▶ _What you need to do_:
Could you copy out all of the records below exactly, leaving out every picture?

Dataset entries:

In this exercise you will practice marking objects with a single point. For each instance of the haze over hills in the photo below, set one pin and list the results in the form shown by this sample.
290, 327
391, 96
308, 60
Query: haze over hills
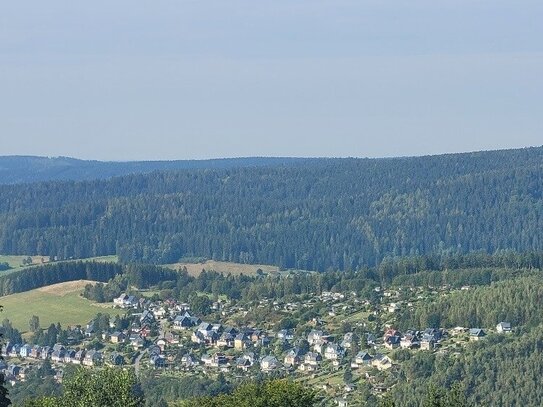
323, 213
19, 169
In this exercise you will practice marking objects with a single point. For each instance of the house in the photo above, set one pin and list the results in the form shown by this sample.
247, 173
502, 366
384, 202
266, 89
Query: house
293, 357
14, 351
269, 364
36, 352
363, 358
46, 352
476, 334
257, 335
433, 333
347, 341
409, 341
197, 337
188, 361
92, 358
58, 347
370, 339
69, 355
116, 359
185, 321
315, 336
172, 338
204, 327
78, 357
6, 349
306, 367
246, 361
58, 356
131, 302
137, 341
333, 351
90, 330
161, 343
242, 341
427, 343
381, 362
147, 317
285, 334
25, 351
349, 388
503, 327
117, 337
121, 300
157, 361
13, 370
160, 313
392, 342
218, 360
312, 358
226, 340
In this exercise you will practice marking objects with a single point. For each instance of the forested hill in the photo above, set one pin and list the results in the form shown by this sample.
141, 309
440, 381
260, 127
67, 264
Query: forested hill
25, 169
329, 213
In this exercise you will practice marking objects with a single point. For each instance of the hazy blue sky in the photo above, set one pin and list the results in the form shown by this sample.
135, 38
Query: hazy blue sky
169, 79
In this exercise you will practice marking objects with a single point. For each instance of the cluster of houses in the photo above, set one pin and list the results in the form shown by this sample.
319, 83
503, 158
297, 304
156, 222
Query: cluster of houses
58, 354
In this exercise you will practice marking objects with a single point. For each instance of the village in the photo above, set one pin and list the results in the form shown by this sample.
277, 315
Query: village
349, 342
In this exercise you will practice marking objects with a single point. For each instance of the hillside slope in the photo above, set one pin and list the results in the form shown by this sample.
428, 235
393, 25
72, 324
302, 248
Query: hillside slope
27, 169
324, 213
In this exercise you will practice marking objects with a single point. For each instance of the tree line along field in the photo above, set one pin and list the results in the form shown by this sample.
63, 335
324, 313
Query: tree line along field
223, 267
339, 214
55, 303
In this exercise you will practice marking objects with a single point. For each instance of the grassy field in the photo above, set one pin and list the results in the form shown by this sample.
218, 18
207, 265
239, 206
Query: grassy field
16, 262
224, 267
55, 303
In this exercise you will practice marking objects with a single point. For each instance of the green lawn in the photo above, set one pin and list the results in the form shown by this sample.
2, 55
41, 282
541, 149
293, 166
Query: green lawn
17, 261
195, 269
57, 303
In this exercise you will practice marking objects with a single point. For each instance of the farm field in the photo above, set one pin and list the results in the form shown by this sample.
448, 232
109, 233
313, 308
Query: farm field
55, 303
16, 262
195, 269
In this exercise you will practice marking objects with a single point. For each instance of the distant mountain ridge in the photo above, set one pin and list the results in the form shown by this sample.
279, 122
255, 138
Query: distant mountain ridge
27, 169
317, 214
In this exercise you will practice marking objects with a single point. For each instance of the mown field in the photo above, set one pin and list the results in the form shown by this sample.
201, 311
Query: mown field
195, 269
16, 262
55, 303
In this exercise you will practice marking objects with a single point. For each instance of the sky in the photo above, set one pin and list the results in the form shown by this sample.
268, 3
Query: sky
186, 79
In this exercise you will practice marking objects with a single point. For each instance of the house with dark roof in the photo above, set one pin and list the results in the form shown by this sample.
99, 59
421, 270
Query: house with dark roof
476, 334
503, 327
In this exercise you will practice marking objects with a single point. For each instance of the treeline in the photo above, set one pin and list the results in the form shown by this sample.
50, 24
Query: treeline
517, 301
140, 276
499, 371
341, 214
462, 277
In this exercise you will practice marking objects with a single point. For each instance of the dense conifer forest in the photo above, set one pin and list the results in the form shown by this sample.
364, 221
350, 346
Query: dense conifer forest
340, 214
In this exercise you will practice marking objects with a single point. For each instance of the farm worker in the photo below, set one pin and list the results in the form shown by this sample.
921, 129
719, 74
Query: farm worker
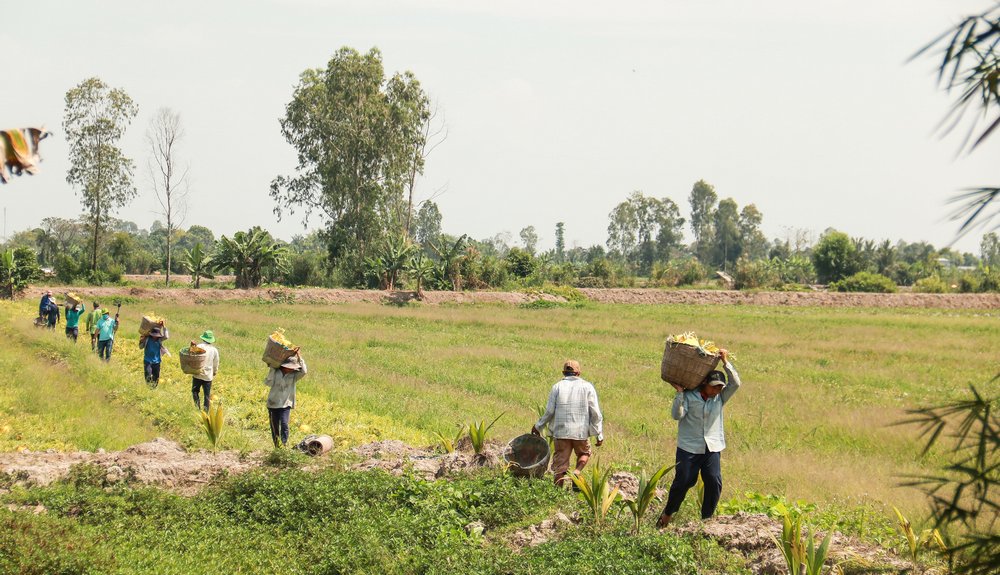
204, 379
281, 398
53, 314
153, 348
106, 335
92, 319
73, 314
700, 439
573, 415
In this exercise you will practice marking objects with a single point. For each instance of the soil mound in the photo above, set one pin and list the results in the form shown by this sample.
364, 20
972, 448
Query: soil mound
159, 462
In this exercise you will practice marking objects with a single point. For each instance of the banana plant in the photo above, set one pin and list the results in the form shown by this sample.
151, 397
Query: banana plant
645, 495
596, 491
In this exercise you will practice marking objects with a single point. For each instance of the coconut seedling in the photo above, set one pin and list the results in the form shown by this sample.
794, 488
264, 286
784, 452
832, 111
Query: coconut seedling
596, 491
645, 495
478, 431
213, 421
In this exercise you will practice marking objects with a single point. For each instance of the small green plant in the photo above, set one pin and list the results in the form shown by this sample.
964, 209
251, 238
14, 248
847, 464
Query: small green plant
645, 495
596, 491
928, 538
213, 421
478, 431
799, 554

▶ _Output for this task_:
In this exercise you will practice marking objects with a single point. For each instance of the haze over hills in the photo below, set one pin and list the results in the form shown by this sample.
290, 327
391, 96
308, 60
Query: haze over hills
323, 213
19, 169
In this exercise you will practice marking objects with a single point. For each instance of the house in the photo above, set one pin and list the results in the form shown by this sample.
247, 173
502, 366
384, 202
266, 89
Query: house
293, 357
14, 351
269, 364
36, 352
363, 358
46, 352
476, 334
257, 335
433, 333
347, 341
409, 341
197, 337
188, 361
92, 358
58, 347
370, 339
69, 355
116, 359
185, 321
315, 336
172, 338
204, 327
78, 357
6, 349
306, 367
246, 361
58, 356
131, 302
137, 341
333, 351
90, 330
161, 343
242, 341
427, 343
381, 362
147, 317
285, 334
25, 351
349, 388
503, 327
117, 337
121, 300
157, 361
13, 370
160, 313
392, 342
218, 360
312, 358
226, 340
In this exercise you will practice marking objects with a single point. For each instance of the forested hill in the photo above, set one pin and list the results in the form shown by this sample.
141, 309
440, 381
260, 127
67, 264
Query: forested hill
25, 169
329, 213
In this exercise you will practice marking objects with a single point. For each instance of the hazy blue sky in the photo above, set one pin and list the results in the form shown by this sample.
135, 38
Query: hazy blue sky
169, 79
In this exercise you will practice marking objects with a single point. For each instance of the cluster of houses in the photo above, set one pin and list the results in the form shown by this sample.
319, 83
503, 158
297, 304
156, 222
Query: cluster of houses
58, 354
In this exercise you will practice marking objects with a single point. For each instance of the village in the photo above, set one pin and list the results in the form shown by this sample.
277, 315
Query: village
349, 342
In this exercise you will practice marking objects with a single point. For each instance of the hillside slope in the photo above, set one pin and list the results in the form shown by this sample.
428, 235
393, 25
72, 324
302, 248
Query: hillside slope
27, 169
324, 213
In this exercise you will practice marking objects with a single point. For each instance of the tree line along field in the photo above, set one pin and list the results in the form shown by this sample.
63, 335
324, 313
Query: tree line along field
223, 267
339, 214
55, 303
In this exercise you will practice marking objects with a single point. For each instance of the grassy field in the photo above, set one pin and list the results in the form shown by this sample.
218, 18
207, 265
239, 206
Query: grassy field
16, 262
224, 267
55, 303
In this exercise you will practice marking objects with a single point. For each instance of the green lawn in the photo above, set one pin and list the results in the form shown by this sample.
2, 55
41, 282
541, 149
293, 166
Query: green lawn
17, 261
195, 269
57, 303
In this exercise you will practice marking objects with a single point. For each instance of the farm field in the photo above, set one pin and list the results in the form shown by this sample.
448, 232
109, 233
313, 308
Query: farm field
55, 303
16, 262
195, 269
In this exercise you will practice marking objects with a single point. For each instance of the distant mountain ridge in the photo above, set one pin and list the results in the form shown by this sample.
279, 122
255, 138
Query: distant mountain ridge
27, 169
317, 214
In this exercise you will practice marking objects with a single point. For each instance of the mown field in the photo above, set one pin and list the results in the form shown by this sample.
201, 311
Query: mown field
195, 269
16, 262
55, 303
In this exercise you will practice marking objects with a single point. For each instance of the sky in the photo above, set one pin and list the results in the form shown by this sample.
268, 3
Query: sky
186, 79
In this exercise you will practice marking objects with a single point. For each instance of the house with dark roof in the photo above, set one pin and list the results in the form shown by this sample.
99, 59
421, 270
Query: house with dark roof
476, 334
503, 327
In this exercise you will practice marking objects with a single point. For each instance of the treeline in the photo above, set one pin and list the results in the form shown by this sample.
50, 24
Query: treeline
517, 301
140, 276
499, 371
341, 214
462, 277
In this exercise you will practice marking objects with a single point. For each instance of the dense conifer forest in the photo above, set one pin and list the results in the form shown by this sample.
364, 221
350, 346
Query: dense conifer forest
340, 214
In this exercise you will practice marking objects with a single point. For each instance of the farm worker in the photo below, set one pin and list the results in the form shown by this sample.
921, 129
719, 74
Query: farm worker
204, 379
281, 398
53, 314
153, 348
106, 335
92, 319
73, 314
700, 439
573, 415
In this exercise you will practice marking objects with a single point. For each instance of the soil mound in the photo above, set one pin and list the results in the form shown by this sample.
364, 20
972, 448
Query: soil mound
159, 462
In this exercise you will practice marking objects with a single point. For each instance of the banana plant in the photo above, set one pin and list the results in the form shown by this sample.
151, 397
Query: banana plant
645, 495
596, 491
In this exercise you will practice marking objects with a single point. For each instance of the coconut seedling in the photo above, set one pin and list the results in the form shown by this sample.
794, 488
264, 286
784, 452
832, 111
Query: coconut seedling
596, 491
645, 495
478, 431
213, 421
In this exercise you will practice marking objects with a single point. For each instance of the small green plant in the photo above, set one pin and list the results in the form shown by this sample.
964, 209
251, 238
14, 248
847, 464
Query: small green plant
645, 495
596, 491
928, 538
213, 421
478, 431
799, 554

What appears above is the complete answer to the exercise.